(Excerpts from point annotation data)
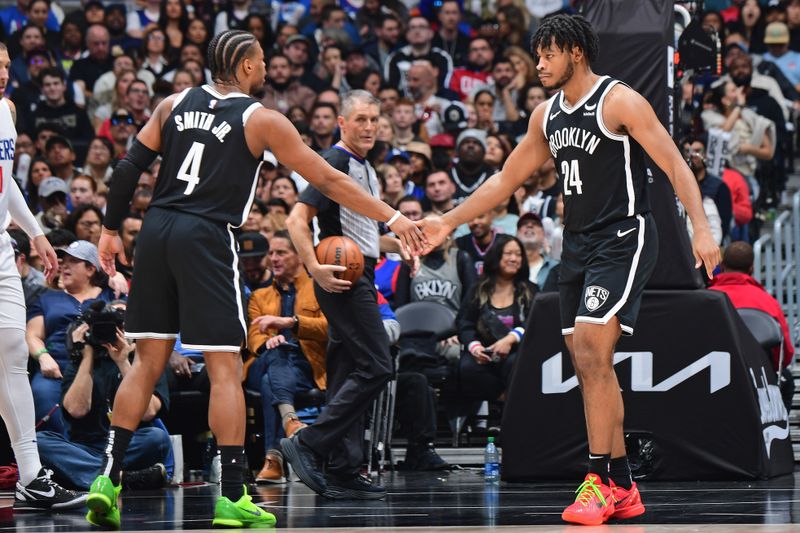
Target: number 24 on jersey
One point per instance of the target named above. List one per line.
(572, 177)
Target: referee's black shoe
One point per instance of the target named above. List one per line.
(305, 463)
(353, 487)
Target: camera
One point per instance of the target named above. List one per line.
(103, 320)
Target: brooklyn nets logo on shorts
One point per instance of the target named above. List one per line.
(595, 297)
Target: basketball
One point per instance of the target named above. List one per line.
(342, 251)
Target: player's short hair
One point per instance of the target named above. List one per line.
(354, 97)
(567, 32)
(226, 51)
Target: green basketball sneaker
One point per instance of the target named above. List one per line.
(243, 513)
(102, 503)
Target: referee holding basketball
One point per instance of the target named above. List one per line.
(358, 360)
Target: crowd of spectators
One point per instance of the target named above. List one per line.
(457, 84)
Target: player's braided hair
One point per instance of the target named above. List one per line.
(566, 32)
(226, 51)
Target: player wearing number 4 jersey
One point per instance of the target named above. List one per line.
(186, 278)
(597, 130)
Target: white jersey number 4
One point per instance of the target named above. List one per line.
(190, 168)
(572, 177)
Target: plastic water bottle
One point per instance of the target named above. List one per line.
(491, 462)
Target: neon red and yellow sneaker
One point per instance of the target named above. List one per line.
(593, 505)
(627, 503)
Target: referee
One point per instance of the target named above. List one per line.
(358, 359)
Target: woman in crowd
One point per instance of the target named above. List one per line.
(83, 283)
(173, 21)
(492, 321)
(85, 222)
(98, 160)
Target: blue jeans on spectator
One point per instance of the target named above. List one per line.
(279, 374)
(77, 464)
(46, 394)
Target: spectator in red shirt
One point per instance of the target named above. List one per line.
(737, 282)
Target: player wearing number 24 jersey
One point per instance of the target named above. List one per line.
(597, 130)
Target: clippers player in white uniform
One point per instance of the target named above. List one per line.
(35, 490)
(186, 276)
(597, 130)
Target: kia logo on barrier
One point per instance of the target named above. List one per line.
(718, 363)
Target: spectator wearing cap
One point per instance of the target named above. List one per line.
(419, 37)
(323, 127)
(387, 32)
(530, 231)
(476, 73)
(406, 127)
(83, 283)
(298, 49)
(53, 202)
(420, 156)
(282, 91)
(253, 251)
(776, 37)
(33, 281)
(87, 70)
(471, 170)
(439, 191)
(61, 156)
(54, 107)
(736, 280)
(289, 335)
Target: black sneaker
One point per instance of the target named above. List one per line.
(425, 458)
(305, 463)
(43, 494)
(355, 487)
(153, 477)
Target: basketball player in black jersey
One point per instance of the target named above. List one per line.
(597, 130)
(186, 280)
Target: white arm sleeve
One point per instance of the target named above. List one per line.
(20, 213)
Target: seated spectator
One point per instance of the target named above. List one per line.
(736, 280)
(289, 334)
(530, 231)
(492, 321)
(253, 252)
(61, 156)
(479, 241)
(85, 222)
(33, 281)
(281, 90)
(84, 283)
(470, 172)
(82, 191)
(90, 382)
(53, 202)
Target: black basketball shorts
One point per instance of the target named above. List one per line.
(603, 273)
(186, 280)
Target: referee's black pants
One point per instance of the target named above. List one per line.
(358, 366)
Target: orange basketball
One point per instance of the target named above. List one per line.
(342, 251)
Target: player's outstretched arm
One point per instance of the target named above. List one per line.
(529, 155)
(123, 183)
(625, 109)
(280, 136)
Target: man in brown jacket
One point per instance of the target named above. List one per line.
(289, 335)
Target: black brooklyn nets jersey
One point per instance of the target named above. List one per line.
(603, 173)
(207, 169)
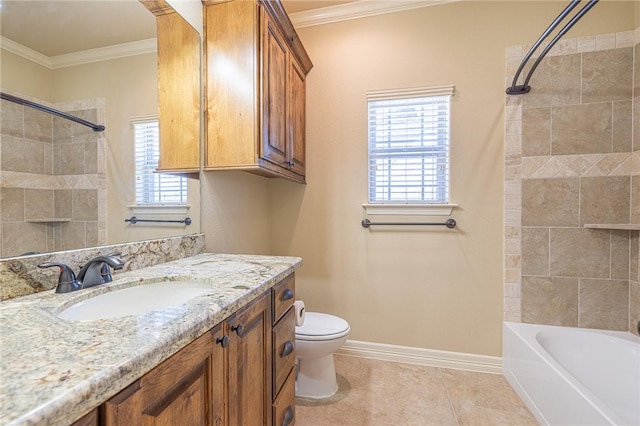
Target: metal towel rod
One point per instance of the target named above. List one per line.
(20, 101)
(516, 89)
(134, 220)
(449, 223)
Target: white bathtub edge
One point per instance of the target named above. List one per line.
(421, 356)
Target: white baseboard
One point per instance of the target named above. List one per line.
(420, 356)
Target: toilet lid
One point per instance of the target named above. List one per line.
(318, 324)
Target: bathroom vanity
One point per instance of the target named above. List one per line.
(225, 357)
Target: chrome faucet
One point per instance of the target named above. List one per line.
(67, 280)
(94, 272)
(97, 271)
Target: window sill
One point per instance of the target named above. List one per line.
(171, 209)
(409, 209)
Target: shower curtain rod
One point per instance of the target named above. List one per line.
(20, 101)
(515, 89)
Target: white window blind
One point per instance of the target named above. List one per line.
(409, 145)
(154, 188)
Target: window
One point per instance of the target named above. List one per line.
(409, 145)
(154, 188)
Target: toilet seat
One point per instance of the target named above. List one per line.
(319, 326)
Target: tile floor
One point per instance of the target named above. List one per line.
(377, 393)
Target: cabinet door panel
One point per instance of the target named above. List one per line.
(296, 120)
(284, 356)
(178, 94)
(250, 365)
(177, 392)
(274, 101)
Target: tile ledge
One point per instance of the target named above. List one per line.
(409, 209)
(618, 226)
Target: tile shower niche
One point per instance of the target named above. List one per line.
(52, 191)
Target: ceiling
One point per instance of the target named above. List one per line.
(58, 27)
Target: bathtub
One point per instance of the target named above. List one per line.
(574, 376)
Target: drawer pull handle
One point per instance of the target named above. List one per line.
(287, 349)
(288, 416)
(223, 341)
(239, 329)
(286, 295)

Instruction | Reproduce these items line for line, leaving out the pictures.

Correct result |
Target: number 24 on jersey
One point per instance of the target named above. List one per line.
(572, 177)
Target: referee's black shoe
One point per instance of the target named above. List one per line.
(305, 463)
(353, 487)
Target: camera
One point per instance of the target named above. List one per line.
(103, 320)
Target: brooklyn nets logo on shorts
One point per instance of the target named above. List one per line.
(595, 297)
Target: basketball
One point per instance of the target named above. List one per line.
(342, 251)
Target: player's short hair
One point per instance of the target named above. List one per line.
(354, 97)
(567, 32)
(226, 51)
Target: green basketball sneaker
One point per instance of the target named above. List one per line.
(243, 513)
(102, 503)
Target: referee holding basketball
One point per instance of the target named above. List one per line.
(358, 360)
Target: crowd of spectators
One point per instance of the target named above. List one per line.
(457, 84)
Target: player's braided hair
One point per instance of the target named above. List one per line.
(566, 32)
(226, 51)
Target: player wearing number 4 jersey
One point per instance of the target named above. List one per line.
(186, 278)
(597, 130)
Target: white jersey number 4
One point per instance of the target named above. List one per line.
(190, 168)
(572, 177)
Target: plastic water bottle
One point per instance of the target named above. List one per line.
(491, 462)
Target: neon red and yellow sneaker
One point per instance of the target named above. List one per line.
(593, 505)
(627, 503)
Target: referee
One point per instance of the target named above. List one per line.
(358, 359)
Target: woman in crowd
One point per instance of the target named above. List one per line.
(83, 283)
(173, 21)
(492, 321)
(85, 222)
(98, 160)
Target: blue jeans on spectator
One point per instance of the target named above. List one per line.
(279, 374)
(77, 464)
(46, 394)
Target: spectator in red shirt
One point per instance of the target named above. List one per line.
(737, 282)
Target: player wearing number 24 jersey
One point per instance of the target named above. List one per line.
(597, 130)
Target: clippers player in white uniform
One point per instance of the target named above. List one per line.
(35, 490)
(186, 276)
(597, 130)
Target: kia logo on barrier
One point per instance of the target named above. List one per line.
(718, 363)
Target: spectator wearing cap
One point per instance of the target named above. List one per line.
(419, 37)
(323, 127)
(387, 32)
(530, 231)
(476, 73)
(406, 127)
(83, 283)
(298, 49)
(53, 202)
(420, 156)
(282, 91)
(253, 251)
(776, 37)
(33, 281)
(87, 70)
(471, 170)
(439, 191)
(61, 156)
(54, 107)
(736, 280)
(289, 335)
Target: black sneaker
One point per instance of the target named above. List one per line.
(425, 458)
(305, 463)
(43, 494)
(355, 487)
(153, 477)
Target: basketball player in black jersey
One point per instance of the target named above. List one per line.
(597, 130)
(186, 280)
Target: white arm sleeve
One point per instance of the target named above. List one per line.
(20, 213)
Target: seated spectator
One point per instance of the target named above. List one per line.
(736, 280)
(289, 334)
(530, 231)
(492, 321)
(253, 252)
(61, 156)
(479, 241)
(85, 222)
(33, 281)
(281, 90)
(84, 283)
(470, 172)
(82, 191)
(90, 382)
(53, 202)
Target: black basketball shorts
One point per instance of the target named above. List one per line.
(603, 273)
(186, 280)
Target: referee's black pants
One point per instance of the target named above. List one per line.
(358, 366)
Target: orange basketball
One point per instance of the target named above. List one per line.
(342, 251)
Target: player's outstretched arm
One point per instance of the target named above. List one per line.
(529, 155)
(123, 183)
(625, 109)
(280, 136)
Target: man in brown jacket
One point per instance of the target named above. List one per line.
(289, 335)
Target: black brooklyn nets jersey
One point per instance of the target named above. List one per line.
(603, 173)
(207, 169)
Target: metal towel rod
One point per instance of the target named above. List one per line.
(20, 101)
(516, 89)
(134, 220)
(449, 223)
Target: white bathtub edge
One point per instance of the target named above. List one per line.
(421, 356)
Target: white baseboard
One point per instance of the target named above. List one per line.
(420, 356)
Target: toilet lid
One point per instance of the target named above. List one per line.
(318, 324)
Target: bathroom vanity
One point per instance of the target named above. List one per line.
(225, 357)
Target: chrome faucet
One point per instance of the target named above. List one per line.
(67, 280)
(94, 272)
(97, 271)
Target: window sill
One point per instance of the target named above. List one per line.
(171, 209)
(409, 209)
Target: shower curtain rod
One point per instance of the target named above. List one per line.
(20, 101)
(515, 89)
Target: white window blind
One point per instance of the target named above. List one per line.
(409, 145)
(154, 188)
Target: window
One point per instance of the target named above. List one per line.
(409, 145)
(154, 188)
Target: toilet seat
One point per instance of the target named above. List one per line.
(319, 326)
Target: tile floor
One point per instance of the target named above. List one per line.
(377, 393)
Target: cabinet door panel
One point per instance of the target named above. List one per line.
(296, 120)
(284, 356)
(178, 94)
(250, 365)
(177, 392)
(274, 101)
Target: tile ledge
One point per instance of the target named above. List one per line.
(409, 209)
(618, 226)
Target: tile shower niche
One point per instance of the target named above. List one per line.
(52, 191)
Target: ceiling
One point per instance of the target named above. List one per line.
(58, 27)
Target: bathtub
One point per instance of the target named above. List one per line.
(574, 376)
Target: drawer pull handle
One point per instance of the target named above. List one per line.
(287, 349)
(288, 416)
(223, 341)
(239, 329)
(286, 295)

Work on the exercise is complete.